Der Stoß mit der geschwungenen Lanze ist für jene Zeit charakteristisch, sowohl zu Pferd wie zu Fuß. Der Stoß mit eingelegter Lanze, wie er in der Ritterzeit üblich wurde, wird zu Pferd nicht sehr häufig (Bibel von St. Paul) ausgeführt, und zu Fuß wird die eingelegte Lanze ganz selten benützt.

 

Geworfen wurden meist Flügellanzen leichterer Art. Der Wurf zu Pferd wird mehr geübt als der zu Fuß. Nie wird jedoch beim Angriff die Lanze vom ganzen Reitertrupp gleicherweise getragen, und von einer Attacke, wie die ritterliche kere, oder gar im modernen Sinn, können wir nach der Betrachtung der Miniaturen nicht reden.

 

Die Taktik jener Zeit war noch nicht so entwickelt wie am Ende des 11. Jahrhunderts, wo die Normannen eine neue Kampfesweise für das christliche Abendland schufen, die dann im 12. Jahrhundert allgemein wurde.

 

Vor allem aber haben die Kreuzzüge die Kampfesart der früheren Zeit umgestoßen, sodass mit dem ausgehenden 11. Jahrhundert ein neuer Abschnitt der Bewaffnungsweise und Kriegstechnik beginnt, der auch für die Entwicklung der Lanze grundlegend wurde und die vielen Formen der Frühzeit verschwinden machte.

 

Aber nicht nur in der Buchmalerei, sondern in den übrigen Werken der Elfenbeinplastik, der Reliefs, Zierplatten, Münzen, Siegel, Stickerei etc. finden wir Lanzen dargestellt, die für unseren Zweck in Betracht kommen.

 

Sie sind nicht gerade in großer Zahl vorhanden, und wo wir sie erblicken, wird ihre zeitliche Bestimmung weit schwieriger als bei der Buchmalerei. Wir wollen daher nur kurz auf das, was die Lanzen betrifft, hier eingehen.

 

Die ältesten genauen Darstellungen finden sich auf zwei Bronzescheiben in den Museen von Zürich und Karlsruhe. Die ganz roh dargestellten Reiter darauf tragen eine den Lanzen der Merowingerzeit entsprechende Waffe; ebenso Childerich auf seinem Siegelring, entsprechend wie in seinem Grab gefunden.

 

Auf den Siegeln der Karolinger finden sich ebenfalls Lanzen, doch ist die Art kaum erkennbar.

 

Bei weitem deutlicher zeigen sich uns die Elfenbeinskulpturen auf Buchdeckeln und Reliquienkästchen. Im Louvre sind einige dieser Schnitzereien aufbewahrt. Die Figuren tragen teils ausgesprochene Flügellanzen, teils solche mit breiter, langer Klinge oder mit rautenförmiger Spitze mit Knopf an der Tülle (Cahier Mél. d’arch. II, T. 4; N. Mél. d’arch. I 8, II 4, 7, 8, 5 etc.; Labarte Alb. II, X; Stephani Wohnb. Fig. 132, 187; Lindenschm. Alt. S. 255, 288; Otte I S. 539, Fig. 288).

********************

__Pflichtaufgaben__
- A) Geben Sie den Textauszug über die Lanzen beginnend bei „Vor allem aber“ und endend bei „betrifft, hier eingehen.“ erneut wieder, und tauschen Sie dabei „Buchmalerei“ gegen „Miniaturmalerei“ aus.
- B) Fahren Sie mit dem Textauszug über die Lanzen an der Stelle fort, an der er endet.

__Datenteil__
********************

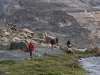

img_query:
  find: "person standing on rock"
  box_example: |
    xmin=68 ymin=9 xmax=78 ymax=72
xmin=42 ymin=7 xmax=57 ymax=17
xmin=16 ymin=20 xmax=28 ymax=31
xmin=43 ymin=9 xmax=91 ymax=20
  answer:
xmin=67 ymin=40 xmax=71 ymax=48
xmin=56 ymin=38 xmax=58 ymax=45
xmin=28 ymin=42 xmax=34 ymax=58
xmin=50 ymin=39 xmax=55 ymax=50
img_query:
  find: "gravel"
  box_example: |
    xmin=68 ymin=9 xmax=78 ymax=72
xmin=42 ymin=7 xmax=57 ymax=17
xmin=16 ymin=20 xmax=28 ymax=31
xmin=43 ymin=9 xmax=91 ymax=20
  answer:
xmin=0 ymin=45 xmax=62 ymax=61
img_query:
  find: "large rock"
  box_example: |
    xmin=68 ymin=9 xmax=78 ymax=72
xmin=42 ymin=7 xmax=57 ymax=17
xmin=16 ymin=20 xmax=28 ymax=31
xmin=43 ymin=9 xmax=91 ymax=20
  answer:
xmin=10 ymin=42 xmax=28 ymax=51
xmin=86 ymin=44 xmax=100 ymax=55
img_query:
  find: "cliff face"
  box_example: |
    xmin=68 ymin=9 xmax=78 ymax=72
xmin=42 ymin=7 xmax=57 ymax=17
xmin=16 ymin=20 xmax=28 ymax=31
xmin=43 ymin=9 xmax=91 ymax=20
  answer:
xmin=0 ymin=0 xmax=100 ymax=48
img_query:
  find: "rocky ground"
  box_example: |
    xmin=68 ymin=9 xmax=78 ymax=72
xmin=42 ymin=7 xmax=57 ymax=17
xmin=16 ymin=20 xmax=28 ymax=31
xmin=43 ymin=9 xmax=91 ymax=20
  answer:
xmin=0 ymin=45 xmax=62 ymax=61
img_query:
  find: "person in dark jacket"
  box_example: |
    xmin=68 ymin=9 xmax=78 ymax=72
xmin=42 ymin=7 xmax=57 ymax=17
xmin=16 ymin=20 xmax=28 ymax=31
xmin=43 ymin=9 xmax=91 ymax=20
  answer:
xmin=50 ymin=39 xmax=55 ymax=50
xmin=28 ymin=42 xmax=34 ymax=58
xmin=67 ymin=40 xmax=71 ymax=48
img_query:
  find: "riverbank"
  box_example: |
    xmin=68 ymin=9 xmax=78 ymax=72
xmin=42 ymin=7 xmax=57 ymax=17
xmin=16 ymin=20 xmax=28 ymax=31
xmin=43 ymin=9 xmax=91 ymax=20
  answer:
xmin=0 ymin=47 xmax=97 ymax=75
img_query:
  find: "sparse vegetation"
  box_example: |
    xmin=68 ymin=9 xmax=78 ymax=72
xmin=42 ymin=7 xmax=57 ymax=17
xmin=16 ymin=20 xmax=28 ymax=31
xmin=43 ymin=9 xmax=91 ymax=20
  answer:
xmin=0 ymin=51 xmax=95 ymax=75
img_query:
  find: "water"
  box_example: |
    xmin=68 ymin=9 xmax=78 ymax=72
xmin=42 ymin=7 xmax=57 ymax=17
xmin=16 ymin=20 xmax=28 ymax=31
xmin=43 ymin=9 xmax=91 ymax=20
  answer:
xmin=79 ymin=57 xmax=100 ymax=75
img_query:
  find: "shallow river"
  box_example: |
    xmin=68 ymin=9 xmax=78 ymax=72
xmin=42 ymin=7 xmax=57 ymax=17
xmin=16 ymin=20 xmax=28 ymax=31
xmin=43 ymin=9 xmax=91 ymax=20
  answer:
xmin=79 ymin=57 xmax=100 ymax=75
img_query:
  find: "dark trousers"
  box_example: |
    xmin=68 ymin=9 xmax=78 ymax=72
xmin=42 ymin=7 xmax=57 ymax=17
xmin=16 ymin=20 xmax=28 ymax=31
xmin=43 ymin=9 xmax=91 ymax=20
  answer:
xmin=29 ymin=50 xmax=32 ymax=58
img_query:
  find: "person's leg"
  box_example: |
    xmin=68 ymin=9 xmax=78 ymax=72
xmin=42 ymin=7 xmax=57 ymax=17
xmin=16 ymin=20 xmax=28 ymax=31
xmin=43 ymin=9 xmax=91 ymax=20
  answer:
xmin=30 ymin=50 xmax=32 ymax=58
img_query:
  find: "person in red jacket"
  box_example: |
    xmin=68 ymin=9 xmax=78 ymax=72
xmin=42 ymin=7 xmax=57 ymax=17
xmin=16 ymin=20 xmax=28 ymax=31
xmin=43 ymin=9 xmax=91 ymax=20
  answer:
xmin=28 ymin=42 xmax=34 ymax=58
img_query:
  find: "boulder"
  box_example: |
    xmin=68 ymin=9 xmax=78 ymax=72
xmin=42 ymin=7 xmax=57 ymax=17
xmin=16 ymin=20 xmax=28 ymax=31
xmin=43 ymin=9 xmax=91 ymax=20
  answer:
xmin=86 ymin=44 xmax=95 ymax=52
xmin=86 ymin=45 xmax=100 ymax=55
xmin=10 ymin=42 xmax=28 ymax=51
xmin=59 ymin=45 xmax=67 ymax=52
xmin=12 ymin=37 xmax=21 ymax=42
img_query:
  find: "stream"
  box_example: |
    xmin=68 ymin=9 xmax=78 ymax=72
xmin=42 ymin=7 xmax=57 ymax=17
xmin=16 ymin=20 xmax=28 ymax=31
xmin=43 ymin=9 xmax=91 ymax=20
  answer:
xmin=79 ymin=56 xmax=100 ymax=75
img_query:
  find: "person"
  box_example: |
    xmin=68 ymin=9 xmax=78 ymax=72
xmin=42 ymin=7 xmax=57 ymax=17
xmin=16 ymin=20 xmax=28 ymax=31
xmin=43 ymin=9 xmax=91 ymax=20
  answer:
xmin=28 ymin=42 xmax=34 ymax=58
xmin=67 ymin=40 xmax=71 ymax=48
xmin=56 ymin=38 xmax=58 ymax=45
xmin=50 ymin=39 xmax=55 ymax=50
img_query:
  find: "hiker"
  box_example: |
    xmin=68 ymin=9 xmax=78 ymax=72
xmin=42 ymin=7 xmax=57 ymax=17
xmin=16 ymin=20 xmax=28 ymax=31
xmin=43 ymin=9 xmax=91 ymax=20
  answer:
xmin=50 ymin=39 xmax=55 ymax=50
xmin=67 ymin=40 xmax=71 ymax=48
xmin=56 ymin=38 xmax=58 ymax=45
xmin=28 ymin=42 xmax=34 ymax=58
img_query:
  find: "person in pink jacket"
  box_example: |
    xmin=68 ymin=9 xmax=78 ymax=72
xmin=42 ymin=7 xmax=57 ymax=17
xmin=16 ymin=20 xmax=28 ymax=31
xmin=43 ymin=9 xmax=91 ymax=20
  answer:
xmin=28 ymin=42 xmax=34 ymax=58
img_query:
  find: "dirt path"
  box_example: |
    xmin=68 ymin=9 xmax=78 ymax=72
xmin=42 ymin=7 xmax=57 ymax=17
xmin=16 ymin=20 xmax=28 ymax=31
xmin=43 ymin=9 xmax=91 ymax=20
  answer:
xmin=0 ymin=46 xmax=62 ymax=61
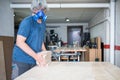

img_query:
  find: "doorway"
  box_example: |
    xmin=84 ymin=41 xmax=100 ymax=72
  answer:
xmin=67 ymin=26 xmax=83 ymax=45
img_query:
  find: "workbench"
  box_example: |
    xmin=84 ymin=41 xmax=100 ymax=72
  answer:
xmin=15 ymin=62 xmax=120 ymax=80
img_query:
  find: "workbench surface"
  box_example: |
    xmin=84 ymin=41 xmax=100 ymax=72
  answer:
xmin=15 ymin=62 xmax=120 ymax=80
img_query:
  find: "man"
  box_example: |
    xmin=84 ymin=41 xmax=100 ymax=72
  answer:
xmin=12 ymin=0 xmax=46 ymax=79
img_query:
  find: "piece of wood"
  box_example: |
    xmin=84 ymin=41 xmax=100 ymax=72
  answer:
xmin=15 ymin=62 xmax=120 ymax=80
xmin=89 ymin=49 xmax=102 ymax=61
xmin=0 ymin=41 xmax=6 ymax=80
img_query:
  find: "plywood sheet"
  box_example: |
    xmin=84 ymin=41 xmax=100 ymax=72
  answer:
xmin=15 ymin=62 xmax=120 ymax=80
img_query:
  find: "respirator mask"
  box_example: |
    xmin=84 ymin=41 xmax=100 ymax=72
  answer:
xmin=33 ymin=10 xmax=47 ymax=21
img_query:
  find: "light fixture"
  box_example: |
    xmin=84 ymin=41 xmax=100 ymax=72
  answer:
xmin=65 ymin=18 xmax=70 ymax=22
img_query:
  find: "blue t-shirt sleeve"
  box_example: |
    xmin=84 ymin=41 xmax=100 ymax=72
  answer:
xmin=17 ymin=20 xmax=30 ymax=38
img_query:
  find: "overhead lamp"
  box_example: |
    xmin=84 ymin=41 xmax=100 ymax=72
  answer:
xmin=65 ymin=18 xmax=70 ymax=22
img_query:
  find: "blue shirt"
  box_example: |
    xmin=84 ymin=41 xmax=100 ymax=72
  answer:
xmin=13 ymin=16 xmax=46 ymax=64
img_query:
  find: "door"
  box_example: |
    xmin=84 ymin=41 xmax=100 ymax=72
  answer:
xmin=67 ymin=26 xmax=83 ymax=45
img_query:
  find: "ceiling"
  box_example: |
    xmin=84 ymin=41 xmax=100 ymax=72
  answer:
xmin=11 ymin=0 xmax=109 ymax=25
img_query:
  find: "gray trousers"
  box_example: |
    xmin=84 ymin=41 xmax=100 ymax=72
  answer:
xmin=12 ymin=61 xmax=35 ymax=80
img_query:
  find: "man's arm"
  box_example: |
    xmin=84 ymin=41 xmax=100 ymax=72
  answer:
xmin=16 ymin=35 xmax=41 ymax=64
xmin=42 ymin=42 xmax=46 ymax=51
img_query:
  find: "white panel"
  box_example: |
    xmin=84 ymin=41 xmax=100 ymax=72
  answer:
xmin=116 ymin=0 xmax=120 ymax=45
xmin=115 ymin=0 xmax=120 ymax=67
xmin=115 ymin=51 xmax=120 ymax=67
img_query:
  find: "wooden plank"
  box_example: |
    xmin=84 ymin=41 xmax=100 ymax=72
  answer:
xmin=15 ymin=62 xmax=120 ymax=80
xmin=0 ymin=41 xmax=6 ymax=80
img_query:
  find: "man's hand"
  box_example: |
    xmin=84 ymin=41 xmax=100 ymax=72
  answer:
xmin=35 ymin=53 xmax=46 ymax=67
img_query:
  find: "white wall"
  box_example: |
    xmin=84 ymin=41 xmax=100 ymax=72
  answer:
xmin=89 ymin=9 xmax=110 ymax=62
xmin=47 ymin=23 xmax=88 ymax=43
xmin=0 ymin=0 xmax=14 ymax=36
xmin=115 ymin=0 xmax=120 ymax=67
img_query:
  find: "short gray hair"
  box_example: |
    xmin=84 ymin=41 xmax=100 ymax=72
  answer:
xmin=31 ymin=0 xmax=47 ymax=12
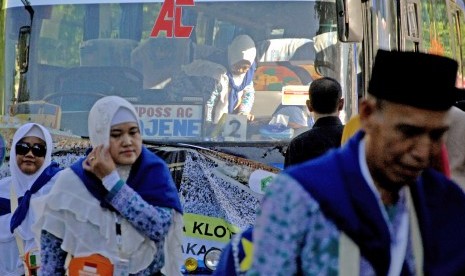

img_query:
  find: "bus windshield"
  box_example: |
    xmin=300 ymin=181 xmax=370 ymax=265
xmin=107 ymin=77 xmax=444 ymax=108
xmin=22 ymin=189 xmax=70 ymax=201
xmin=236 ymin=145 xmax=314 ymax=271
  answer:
xmin=2 ymin=1 xmax=352 ymax=149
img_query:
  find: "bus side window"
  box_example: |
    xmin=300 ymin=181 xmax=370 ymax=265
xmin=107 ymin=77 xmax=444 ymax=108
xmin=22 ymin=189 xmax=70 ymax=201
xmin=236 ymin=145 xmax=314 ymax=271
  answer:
xmin=131 ymin=37 xmax=191 ymax=89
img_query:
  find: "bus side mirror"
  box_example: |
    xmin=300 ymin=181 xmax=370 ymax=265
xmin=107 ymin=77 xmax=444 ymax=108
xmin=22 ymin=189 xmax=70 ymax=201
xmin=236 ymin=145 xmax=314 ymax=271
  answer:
xmin=336 ymin=0 xmax=363 ymax=42
xmin=17 ymin=26 xmax=31 ymax=73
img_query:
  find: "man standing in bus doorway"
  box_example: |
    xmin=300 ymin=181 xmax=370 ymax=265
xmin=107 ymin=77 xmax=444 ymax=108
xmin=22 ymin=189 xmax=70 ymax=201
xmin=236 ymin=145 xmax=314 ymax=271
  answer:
xmin=247 ymin=50 xmax=465 ymax=275
xmin=284 ymin=77 xmax=344 ymax=168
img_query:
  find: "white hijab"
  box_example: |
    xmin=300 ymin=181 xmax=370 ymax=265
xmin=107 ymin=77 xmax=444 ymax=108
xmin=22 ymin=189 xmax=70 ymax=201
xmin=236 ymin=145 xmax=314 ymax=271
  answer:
xmin=10 ymin=123 xmax=53 ymax=197
xmin=88 ymin=96 xmax=140 ymax=147
xmin=228 ymin=35 xmax=257 ymax=69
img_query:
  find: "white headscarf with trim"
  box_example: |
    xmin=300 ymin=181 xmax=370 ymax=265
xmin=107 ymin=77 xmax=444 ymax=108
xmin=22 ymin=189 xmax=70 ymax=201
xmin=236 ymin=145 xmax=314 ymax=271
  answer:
xmin=10 ymin=123 xmax=53 ymax=196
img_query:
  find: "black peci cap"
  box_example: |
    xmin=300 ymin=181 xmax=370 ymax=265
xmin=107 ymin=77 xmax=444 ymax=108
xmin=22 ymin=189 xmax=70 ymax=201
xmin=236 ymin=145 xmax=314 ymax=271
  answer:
xmin=368 ymin=50 xmax=458 ymax=111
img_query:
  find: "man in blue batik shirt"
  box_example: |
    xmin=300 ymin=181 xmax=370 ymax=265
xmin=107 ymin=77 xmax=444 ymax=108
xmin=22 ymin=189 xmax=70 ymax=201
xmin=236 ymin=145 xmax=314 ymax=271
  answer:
xmin=247 ymin=50 xmax=465 ymax=275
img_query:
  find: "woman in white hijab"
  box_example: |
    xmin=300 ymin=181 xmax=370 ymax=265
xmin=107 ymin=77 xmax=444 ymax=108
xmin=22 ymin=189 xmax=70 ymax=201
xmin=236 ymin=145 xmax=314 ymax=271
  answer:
xmin=210 ymin=35 xmax=257 ymax=123
xmin=33 ymin=96 xmax=182 ymax=275
xmin=0 ymin=123 xmax=61 ymax=275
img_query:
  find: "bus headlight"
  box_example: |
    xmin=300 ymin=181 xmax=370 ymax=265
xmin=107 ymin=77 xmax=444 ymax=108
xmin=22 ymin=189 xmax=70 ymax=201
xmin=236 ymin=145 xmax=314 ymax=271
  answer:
xmin=184 ymin=257 xmax=199 ymax=272
xmin=203 ymin=248 xmax=221 ymax=271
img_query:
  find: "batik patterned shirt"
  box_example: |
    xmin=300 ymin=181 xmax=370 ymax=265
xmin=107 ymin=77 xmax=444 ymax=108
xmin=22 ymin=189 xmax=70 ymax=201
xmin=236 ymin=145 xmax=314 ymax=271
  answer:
xmin=247 ymin=174 xmax=414 ymax=275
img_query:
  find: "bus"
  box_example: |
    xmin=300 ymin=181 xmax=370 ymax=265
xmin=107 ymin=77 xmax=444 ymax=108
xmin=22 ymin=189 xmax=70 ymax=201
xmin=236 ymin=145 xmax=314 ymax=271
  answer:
xmin=0 ymin=0 xmax=465 ymax=273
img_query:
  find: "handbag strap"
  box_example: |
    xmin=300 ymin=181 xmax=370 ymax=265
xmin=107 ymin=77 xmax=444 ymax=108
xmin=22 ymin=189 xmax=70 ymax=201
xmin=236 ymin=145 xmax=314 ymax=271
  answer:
xmin=339 ymin=189 xmax=424 ymax=276
xmin=10 ymin=183 xmax=24 ymax=260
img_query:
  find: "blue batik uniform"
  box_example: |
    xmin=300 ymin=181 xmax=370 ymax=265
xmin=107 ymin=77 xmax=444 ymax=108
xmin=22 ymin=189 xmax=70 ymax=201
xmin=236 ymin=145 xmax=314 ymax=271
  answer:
xmin=248 ymin=132 xmax=465 ymax=275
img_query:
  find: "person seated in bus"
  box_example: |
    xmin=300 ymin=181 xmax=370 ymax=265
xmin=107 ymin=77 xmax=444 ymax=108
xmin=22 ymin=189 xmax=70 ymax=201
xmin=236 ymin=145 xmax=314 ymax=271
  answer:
xmin=0 ymin=123 xmax=61 ymax=276
xmin=32 ymin=96 xmax=182 ymax=276
xmin=284 ymin=77 xmax=344 ymax=168
xmin=247 ymin=50 xmax=465 ymax=275
xmin=166 ymin=35 xmax=257 ymax=124
xmin=271 ymin=104 xmax=314 ymax=132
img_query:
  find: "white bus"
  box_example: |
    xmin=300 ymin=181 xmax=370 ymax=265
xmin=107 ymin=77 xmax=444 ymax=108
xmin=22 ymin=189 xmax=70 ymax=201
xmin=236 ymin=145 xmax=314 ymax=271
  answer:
xmin=0 ymin=0 xmax=465 ymax=273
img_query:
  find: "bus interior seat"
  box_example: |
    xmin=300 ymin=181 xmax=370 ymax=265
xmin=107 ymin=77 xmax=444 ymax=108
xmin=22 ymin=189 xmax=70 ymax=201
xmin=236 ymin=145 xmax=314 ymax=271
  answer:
xmin=131 ymin=37 xmax=191 ymax=89
xmin=254 ymin=38 xmax=315 ymax=91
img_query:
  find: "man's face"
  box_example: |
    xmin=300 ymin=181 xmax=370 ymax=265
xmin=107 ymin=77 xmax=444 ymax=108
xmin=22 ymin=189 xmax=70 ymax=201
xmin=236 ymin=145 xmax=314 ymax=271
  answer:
xmin=360 ymin=100 xmax=450 ymax=187
xmin=110 ymin=123 xmax=142 ymax=165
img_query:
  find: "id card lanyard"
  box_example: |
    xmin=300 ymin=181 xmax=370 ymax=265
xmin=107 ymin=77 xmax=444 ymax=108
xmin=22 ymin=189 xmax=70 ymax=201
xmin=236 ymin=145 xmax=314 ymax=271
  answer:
xmin=113 ymin=213 xmax=129 ymax=276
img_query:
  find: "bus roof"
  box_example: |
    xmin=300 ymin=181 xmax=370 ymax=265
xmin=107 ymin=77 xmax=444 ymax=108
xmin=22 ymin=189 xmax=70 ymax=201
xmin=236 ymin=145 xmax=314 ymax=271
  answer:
xmin=3 ymin=0 xmax=330 ymax=8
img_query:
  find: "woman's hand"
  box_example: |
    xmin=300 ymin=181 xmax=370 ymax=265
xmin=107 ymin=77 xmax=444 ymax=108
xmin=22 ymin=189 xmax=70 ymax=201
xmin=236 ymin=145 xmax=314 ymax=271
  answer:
xmin=82 ymin=145 xmax=116 ymax=179
xmin=239 ymin=112 xmax=255 ymax=121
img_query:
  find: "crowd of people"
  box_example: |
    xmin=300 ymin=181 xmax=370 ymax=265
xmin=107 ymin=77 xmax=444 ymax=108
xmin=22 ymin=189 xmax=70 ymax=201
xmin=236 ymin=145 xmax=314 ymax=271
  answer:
xmin=0 ymin=48 xmax=465 ymax=276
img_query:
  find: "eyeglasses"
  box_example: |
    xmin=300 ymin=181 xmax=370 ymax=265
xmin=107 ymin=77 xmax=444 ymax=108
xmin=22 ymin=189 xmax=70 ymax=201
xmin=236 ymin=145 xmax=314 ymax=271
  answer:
xmin=15 ymin=143 xmax=47 ymax=157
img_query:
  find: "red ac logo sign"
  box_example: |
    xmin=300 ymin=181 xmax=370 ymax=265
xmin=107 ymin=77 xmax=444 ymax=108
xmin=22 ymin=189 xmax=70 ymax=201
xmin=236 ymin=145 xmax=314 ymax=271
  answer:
xmin=150 ymin=0 xmax=194 ymax=38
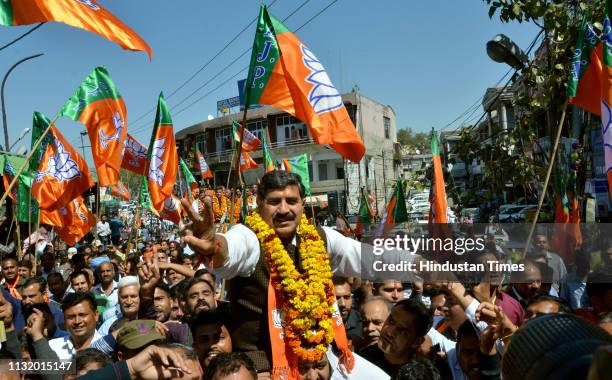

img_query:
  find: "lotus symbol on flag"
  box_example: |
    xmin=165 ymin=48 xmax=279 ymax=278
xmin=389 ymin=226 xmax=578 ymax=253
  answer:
xmin=124 ymin=138 xmax=147 ymax=168
xmin=164 ymin=197 xmax=179 ymax=212
xmin=87 ymin=82 xmax=110 ymax=96
xmin=36 ymin=139 xmax=81 ymax=182
xmin=199 ymin=157 xmax=208 ymax=172
xmin=76 ymin=0 xmax=100 ymax=11
xmin=4 ymin=161 xmax=15 ymax=177
xmin=100 ymin=112 xmax=124 ymax=149
xmin=149 ymin=137 xmax=166 ymax=186
xmin=300 ymin=44 xmax=344 ymax=114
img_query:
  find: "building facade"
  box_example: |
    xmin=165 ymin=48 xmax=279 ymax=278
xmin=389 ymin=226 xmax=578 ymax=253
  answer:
xmin=176 ymin=92 xmax=398 ymax=214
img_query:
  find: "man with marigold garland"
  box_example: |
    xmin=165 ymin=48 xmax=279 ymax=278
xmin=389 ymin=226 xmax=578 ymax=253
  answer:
xmin=183 ymin=171 xmax=402 ymax=378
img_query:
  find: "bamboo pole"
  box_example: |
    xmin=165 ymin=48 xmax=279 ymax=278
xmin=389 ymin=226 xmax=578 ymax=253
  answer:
xmin=522 ymin=101 xmax=567 ymax=258
xmin=13 ymin=200 xmax=21 ymax=261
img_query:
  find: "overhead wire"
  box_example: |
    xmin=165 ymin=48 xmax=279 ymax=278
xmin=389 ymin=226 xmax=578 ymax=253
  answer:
xmin=130 ymin=0 xmax=338 ymax=134
xmin=441 ymin=30 xmax=543 ymax=131
xmin=132 ymin=0 xmax=278 ymax=127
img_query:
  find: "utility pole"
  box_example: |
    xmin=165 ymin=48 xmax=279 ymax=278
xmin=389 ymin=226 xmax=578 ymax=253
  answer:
xmin=382 ymin=149 xmax=387 ymax=206
xmin=0 ymin=53 xmax=43 ymax=150
xmin=80 ymin=131 xmax=87 ymax=159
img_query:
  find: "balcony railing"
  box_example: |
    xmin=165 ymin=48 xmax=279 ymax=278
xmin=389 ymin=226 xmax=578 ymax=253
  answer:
xmin=204 ymin=137 xmax=314 ymax=164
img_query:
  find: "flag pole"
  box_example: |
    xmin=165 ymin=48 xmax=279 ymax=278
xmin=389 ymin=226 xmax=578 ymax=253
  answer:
xmin=227 ymin=108 xmax=249 ymax=226
xmin=4 ymin=208 xmax=15 ymax=245
xmin=0 ymin=115 xmax=59 ymax=211
xmin=522 ymin=100 xmax=567 ymax=258
xmin=13 ymin=202 xmax=21 ymax=260
xmin=26 ymin=188 xmax=32 ymax=260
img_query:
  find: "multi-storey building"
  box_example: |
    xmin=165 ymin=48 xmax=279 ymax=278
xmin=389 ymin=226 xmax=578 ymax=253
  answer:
xmin=176 ymin=91 xmax=398 ymax=214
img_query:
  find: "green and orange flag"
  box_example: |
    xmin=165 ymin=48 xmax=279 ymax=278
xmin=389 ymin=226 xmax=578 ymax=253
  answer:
xmin=380 ymin=179 xmax=408 ymax=237
xmin=240 ymin=151 xmax=259 ymax=172
xmin=110 ymin=181 xmax=132 ymax=201
xmin=121 ymin=133 xmax=147 ymax=175
xmin=280 ymin=153 xmax=310 ymax=195
xmin=196 ymin=145 xmax=213 ymax=179
xmin=601 ymin=0 xmax=612 ymax=199
xmin=145 ymin=93 xmax=179 ymax=212
xmin=59 ymin=66 xmax=127 ymax=187
xmin=567 ymin=17 xmax=602 ymax=115
xmin=32 ymin=126 xmax=94 ymax=211
xmin=0 ymin=0 xmax=153 ymax=58
xmin=355 ymin=188 xmax=374 ymax=235
xmin=40 ymin=196 xmax=96 ymax=246
xmin=245 ymin=5 xmax=365 ymax=162
xmin=262 ymin=133 xmax=276 ymax=173
xmin=429 ymin=129 xmax=448 ymax=224
xmin=232 ymin=120 xmax=261 ymax=152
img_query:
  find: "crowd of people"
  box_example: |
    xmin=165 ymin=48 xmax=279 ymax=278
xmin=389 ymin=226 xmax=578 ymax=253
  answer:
xmin=0 ymin=172 xmax=612 ymax=380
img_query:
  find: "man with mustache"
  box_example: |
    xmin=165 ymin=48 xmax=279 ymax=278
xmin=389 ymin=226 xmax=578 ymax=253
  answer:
xmin=332 ymin=276 xmax=362 ymax=338
xmin=191 ymin=310 xmax=232 ymax=368
xmin=49 ymin=292 xmax=102 ymax=360
xmin=183 ymin=277 xmax=217 ymax=319
xmin=98 ymin=276 xmax=140 ymax=335
xmin=359 ymin=296 xmax=389 ymax=353
xmin=183 ymin=171 xmax=412 ymax=376
xmin=361 ymin=299 xmax=432 ymax=378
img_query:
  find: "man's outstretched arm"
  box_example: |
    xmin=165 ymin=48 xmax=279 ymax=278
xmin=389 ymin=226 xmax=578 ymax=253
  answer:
xmin=183 ymin=197 xmax=259 ymax=279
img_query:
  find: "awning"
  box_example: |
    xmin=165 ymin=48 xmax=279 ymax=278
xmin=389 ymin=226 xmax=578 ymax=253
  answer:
xmin=306 ymin=194 xmax=327 ymax=208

********************

__Antworten__
- A)
Vor allem aber haben die Kreuzzüge die Kampfesart der früheren Zeit umgestoßen, sodass mit dem ausgehenden 11. Jahrhundert ein neuer Abschnitt der Bewaffnungsweise und Kriegstechnik beginnt, der auch für die Entwicklung der Lanze grundlegend wurde und die vielen Formen der Frühzeit verschwinden machte.

 

Aber nicht nur in der Miniaturmalerei, sondern in den übrigen Werken der Elfenbeinplastik, der Reliefs, Zierplatten, Münzen, Siegel, Stickerei etc. finden wir Lanzen dargestellt, die für unseren Zweck in Betracht kommen.

 

Sie sind nicht gerade in großer Zahl vorhanden, und wo wir sie erblicken, wird ihre zeitliche Bestimmung weit schwieriger als bei der Miniaturmalerei. Wir wollen daher nur kurz auf das, was die Lanzen betrifft, hier eingehen.

- B)
 

Eine sehr fein gearbeitete Flügellanze zeigt das Evangeliar von Echternach unter Otto II, das den Longinus darstellt (Otto I, S. 174/5); auch an der Hildesheimer Bronzetür trägt Longinus eine Flügellanze.

 

Bei Schnitzereien auf Elfenbein in Bamberg, auf dem Deckel der Bibel Karls des Kahlen – kurz, zur gleichen Zeit wie in den Miniaturen – hat gleichfalls hier die Flügellanze die Mehrheit und verschwindet erst allmählich in der Ottonenzeit.

 

Zum Schluss möchte ich noch die auf einem goldgetriebenen Krug befindliche Reiterfigur aus dem Goldfund von Nagy Szent Miklós erwähnen, die Reinicke nach Kondakoff ins 9. Jahrhundert weist, nachdem sie früher um Jahrhunderte älter geschätzt wurde.

 

Dieser Reiter (Hampel Ung. Alt. Bd. III T. 290 u. Bd. II S. 402 ff.) führt eine Fahnenlanze, deren Klinge auf das 10. Jahrhundert hindeutet – kurz, breit, beinahe rautenförmig –, das Fahnentuch jedoch bildet eine Gestalt, die weit eher auf das 11. Jahrhundert passt, ebenso die Rüstung (wenn die Abbildung bei Hampel ganz genau ist).

 

In allen diesen Werken treffen wir also, wie in der Miniaturmalerei, Flügellanzen, solche mit rundem Knopf an der Tülle, ferner breite, kurze, lanzettförmige und rautenförmige Speereisen.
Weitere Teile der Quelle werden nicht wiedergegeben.